**Extract to read**
The Verville VCP was an American single-engined biplane fighter aircraft of the 1920s. A single example of the VCP-1 was built by the United States Army Air Service's Engineering Division, which was later rebuilt into a successful racing aircraft, while a second, modified fighter was built as the PW-1.

==Design and development==

===VCP-1===
In 1918, Virginius E. Clark, in charge of the Plane Design section of the U.S. Army Air Service's Engineering Division and Alfred V. Verville, who had recently joined the Engineering Division from private industry, started design of a single-seat fighter (known as "pursuit" aircraft to the U.S. Army), the VCP-1 (Verville-Clark Pursuit).

Source records
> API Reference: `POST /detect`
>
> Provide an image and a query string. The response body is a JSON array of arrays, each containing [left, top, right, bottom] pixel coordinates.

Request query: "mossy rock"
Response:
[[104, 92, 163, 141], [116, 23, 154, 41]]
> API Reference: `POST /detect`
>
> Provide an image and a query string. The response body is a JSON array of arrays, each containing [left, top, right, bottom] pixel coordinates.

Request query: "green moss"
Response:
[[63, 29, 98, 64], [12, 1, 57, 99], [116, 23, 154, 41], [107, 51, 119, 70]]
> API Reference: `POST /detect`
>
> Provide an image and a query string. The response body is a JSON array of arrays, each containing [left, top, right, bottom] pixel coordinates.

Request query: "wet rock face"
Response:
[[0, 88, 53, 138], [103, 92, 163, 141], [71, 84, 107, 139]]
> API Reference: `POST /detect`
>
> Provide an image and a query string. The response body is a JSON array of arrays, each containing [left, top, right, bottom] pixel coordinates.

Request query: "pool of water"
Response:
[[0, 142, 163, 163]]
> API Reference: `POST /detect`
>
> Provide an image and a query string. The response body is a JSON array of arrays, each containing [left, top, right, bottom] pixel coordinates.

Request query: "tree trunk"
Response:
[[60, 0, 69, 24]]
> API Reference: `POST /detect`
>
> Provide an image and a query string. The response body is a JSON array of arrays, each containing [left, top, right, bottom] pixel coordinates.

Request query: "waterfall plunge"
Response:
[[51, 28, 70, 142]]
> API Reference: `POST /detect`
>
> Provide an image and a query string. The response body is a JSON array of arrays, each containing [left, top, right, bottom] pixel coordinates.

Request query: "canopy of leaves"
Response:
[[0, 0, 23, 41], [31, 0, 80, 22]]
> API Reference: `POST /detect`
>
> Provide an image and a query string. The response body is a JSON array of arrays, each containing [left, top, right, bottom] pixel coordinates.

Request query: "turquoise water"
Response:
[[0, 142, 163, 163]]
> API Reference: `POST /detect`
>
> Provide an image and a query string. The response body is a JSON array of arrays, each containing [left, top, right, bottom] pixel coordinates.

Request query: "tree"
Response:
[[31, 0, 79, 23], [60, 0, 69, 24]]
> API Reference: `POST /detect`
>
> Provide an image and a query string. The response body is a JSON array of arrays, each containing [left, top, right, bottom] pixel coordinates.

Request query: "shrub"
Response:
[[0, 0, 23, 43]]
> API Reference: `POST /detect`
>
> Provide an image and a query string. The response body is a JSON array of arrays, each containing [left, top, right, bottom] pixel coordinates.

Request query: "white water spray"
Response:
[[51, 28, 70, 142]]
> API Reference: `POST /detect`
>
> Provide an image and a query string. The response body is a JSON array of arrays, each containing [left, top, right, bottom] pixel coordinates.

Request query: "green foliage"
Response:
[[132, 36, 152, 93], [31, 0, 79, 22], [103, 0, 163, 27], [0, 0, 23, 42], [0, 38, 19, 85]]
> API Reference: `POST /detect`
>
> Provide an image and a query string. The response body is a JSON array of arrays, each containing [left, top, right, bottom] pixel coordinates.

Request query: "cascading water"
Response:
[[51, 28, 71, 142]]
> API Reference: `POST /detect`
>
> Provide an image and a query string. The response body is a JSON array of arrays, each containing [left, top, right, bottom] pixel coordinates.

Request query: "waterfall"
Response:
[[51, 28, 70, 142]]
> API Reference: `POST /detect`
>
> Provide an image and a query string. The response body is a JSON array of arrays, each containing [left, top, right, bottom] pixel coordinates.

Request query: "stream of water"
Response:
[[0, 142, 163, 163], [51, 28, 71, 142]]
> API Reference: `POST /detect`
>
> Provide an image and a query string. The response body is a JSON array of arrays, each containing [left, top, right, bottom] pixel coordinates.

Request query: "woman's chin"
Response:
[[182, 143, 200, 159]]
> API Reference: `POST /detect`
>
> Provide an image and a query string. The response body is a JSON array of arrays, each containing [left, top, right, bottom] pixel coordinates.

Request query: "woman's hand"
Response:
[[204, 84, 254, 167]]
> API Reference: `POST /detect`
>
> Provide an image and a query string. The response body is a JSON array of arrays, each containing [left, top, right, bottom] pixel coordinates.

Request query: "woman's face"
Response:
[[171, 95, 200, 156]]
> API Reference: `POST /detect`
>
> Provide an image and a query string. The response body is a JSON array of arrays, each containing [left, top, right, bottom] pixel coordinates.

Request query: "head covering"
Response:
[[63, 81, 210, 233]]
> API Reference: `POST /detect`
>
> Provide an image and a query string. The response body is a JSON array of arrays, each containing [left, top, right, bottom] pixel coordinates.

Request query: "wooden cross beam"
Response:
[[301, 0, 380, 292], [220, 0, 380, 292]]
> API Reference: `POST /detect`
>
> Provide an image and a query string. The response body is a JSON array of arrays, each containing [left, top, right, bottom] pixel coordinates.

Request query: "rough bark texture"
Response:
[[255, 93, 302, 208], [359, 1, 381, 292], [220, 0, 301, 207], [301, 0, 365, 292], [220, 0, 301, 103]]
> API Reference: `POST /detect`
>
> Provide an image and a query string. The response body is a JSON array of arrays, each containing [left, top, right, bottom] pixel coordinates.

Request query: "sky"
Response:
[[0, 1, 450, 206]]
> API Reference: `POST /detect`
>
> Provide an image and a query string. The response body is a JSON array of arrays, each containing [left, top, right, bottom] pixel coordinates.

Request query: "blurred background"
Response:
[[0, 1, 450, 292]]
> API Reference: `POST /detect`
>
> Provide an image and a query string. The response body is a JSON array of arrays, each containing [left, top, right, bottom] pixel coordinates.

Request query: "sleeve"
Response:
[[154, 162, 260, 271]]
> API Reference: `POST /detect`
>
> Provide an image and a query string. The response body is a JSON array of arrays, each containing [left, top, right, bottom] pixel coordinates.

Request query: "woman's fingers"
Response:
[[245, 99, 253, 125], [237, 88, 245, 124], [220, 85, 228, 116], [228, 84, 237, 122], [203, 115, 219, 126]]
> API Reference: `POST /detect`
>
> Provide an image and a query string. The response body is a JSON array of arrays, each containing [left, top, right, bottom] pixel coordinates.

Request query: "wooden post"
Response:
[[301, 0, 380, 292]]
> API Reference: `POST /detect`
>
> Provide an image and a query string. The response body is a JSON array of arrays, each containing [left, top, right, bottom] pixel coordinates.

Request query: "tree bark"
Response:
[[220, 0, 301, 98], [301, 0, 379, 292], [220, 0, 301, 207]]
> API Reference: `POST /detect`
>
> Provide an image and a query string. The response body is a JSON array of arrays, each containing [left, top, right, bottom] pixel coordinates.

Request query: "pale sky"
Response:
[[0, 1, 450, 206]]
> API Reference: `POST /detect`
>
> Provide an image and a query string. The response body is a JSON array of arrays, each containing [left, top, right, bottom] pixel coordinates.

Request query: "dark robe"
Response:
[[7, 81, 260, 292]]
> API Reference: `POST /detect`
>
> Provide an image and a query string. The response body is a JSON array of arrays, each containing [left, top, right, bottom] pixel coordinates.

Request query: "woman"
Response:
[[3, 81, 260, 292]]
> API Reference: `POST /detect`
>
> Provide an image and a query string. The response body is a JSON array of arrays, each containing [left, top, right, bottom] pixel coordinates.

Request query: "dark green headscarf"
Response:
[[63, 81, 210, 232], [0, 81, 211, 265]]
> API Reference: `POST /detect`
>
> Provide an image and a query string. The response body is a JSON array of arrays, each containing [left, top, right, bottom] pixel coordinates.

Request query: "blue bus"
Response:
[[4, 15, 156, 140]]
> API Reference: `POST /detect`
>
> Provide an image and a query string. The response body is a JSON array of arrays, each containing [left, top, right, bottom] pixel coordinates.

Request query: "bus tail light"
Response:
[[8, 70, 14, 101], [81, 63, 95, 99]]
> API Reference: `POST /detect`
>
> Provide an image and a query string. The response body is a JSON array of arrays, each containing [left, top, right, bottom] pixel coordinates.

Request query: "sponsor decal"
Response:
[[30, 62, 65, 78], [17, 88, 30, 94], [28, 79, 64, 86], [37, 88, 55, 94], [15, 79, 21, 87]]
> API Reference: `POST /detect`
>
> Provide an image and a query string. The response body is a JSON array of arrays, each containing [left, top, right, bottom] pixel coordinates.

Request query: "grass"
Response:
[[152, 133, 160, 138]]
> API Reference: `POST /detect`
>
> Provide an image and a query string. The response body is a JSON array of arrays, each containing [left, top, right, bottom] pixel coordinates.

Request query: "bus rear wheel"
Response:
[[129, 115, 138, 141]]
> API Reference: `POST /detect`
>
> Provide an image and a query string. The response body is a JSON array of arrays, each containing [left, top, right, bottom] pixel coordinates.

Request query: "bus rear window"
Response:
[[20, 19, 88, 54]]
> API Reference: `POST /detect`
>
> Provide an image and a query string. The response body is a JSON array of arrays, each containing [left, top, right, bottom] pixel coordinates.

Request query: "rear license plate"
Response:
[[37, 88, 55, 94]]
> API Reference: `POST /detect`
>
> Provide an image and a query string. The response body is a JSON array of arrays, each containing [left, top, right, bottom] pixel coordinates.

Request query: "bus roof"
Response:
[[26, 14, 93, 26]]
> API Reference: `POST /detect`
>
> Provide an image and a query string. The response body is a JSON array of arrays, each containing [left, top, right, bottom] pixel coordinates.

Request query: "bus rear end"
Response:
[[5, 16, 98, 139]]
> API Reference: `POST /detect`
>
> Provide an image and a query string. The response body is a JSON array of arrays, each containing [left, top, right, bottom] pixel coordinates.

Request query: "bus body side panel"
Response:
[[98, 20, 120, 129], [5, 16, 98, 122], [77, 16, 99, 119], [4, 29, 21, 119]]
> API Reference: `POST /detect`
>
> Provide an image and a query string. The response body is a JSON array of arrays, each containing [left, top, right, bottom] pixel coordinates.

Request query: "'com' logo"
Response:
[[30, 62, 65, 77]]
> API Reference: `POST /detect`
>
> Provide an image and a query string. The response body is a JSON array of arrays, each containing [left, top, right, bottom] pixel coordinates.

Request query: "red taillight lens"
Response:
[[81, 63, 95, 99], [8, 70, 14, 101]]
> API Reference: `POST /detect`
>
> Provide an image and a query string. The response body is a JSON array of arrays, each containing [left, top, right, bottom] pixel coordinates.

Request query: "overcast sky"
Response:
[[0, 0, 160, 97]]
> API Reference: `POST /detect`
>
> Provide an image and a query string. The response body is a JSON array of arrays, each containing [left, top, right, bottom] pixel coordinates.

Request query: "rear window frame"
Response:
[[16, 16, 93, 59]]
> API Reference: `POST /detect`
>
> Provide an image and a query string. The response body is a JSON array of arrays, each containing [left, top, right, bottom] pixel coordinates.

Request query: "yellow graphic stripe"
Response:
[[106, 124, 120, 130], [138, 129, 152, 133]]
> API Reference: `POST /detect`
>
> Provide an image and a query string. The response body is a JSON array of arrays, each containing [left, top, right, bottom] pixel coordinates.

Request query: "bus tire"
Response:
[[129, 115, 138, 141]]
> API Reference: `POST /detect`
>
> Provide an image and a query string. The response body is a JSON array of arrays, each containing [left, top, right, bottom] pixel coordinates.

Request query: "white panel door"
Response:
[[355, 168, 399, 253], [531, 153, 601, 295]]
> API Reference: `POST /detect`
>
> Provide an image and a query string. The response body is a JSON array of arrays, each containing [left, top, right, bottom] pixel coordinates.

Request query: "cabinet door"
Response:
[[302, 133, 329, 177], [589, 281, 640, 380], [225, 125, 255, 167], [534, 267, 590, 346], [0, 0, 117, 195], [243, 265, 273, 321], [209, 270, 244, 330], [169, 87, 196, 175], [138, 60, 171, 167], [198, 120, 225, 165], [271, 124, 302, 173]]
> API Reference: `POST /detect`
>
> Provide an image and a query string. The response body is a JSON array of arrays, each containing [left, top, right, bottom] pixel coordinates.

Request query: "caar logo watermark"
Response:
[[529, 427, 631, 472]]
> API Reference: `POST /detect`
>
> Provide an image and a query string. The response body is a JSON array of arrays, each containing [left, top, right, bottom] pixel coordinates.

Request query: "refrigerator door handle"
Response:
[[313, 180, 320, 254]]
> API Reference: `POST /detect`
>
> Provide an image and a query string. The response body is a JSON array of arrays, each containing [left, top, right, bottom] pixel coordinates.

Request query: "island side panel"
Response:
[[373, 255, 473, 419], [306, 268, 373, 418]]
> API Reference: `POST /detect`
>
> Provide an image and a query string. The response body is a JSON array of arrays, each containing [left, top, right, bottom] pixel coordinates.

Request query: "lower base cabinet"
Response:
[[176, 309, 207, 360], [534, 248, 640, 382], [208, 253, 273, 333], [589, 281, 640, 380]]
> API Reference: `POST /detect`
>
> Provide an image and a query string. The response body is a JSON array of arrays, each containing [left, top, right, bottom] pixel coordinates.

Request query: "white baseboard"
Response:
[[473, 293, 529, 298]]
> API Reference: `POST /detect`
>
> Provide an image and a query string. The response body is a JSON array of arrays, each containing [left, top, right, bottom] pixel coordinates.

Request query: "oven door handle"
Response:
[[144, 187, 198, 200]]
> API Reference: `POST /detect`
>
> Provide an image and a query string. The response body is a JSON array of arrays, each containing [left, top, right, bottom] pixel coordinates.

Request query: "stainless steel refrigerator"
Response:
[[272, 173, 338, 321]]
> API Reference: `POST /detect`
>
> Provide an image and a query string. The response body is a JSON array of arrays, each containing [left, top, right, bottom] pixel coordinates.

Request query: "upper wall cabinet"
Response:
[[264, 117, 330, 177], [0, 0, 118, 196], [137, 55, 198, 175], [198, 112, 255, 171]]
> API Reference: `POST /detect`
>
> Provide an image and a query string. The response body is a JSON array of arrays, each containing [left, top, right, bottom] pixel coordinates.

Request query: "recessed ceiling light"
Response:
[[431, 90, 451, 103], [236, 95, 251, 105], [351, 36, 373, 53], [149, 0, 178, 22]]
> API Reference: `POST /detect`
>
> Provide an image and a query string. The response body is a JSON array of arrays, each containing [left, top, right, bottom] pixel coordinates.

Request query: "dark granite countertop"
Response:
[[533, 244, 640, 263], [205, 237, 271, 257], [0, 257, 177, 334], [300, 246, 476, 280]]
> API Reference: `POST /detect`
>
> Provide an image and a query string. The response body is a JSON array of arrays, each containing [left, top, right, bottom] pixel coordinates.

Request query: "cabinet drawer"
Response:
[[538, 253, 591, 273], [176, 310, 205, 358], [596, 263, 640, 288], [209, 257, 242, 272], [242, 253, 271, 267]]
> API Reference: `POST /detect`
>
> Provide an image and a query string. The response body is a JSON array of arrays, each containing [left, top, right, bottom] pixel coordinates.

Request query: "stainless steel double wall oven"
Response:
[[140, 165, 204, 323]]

**Work instruction 1**
Translate the sentence "The Verville VCP was an American single-engined biplane fighter aircraft of the 1920s." from the text on the Verville VCP into Spanish.
**Work instruction 2**
From the text on the Verville VCP, reproduce word for word the passage that begins with the words containing "The Verville VCP" and ends with "as the PW-1.".

**Expected output 1**
El Verville VCP fue un avión de caza biplano monomotor estadounidense de la década de 1920.

**Expected output 2**
The Verville VCP was an American single-engined biplane fighter aircraft of the 1920s. A single example of the VCP-1 was built by the United States Army Air Service's Engineering Division, which was later rebuilt into a successful racing aircraft, while a second, modified fighter was built as the PW-1.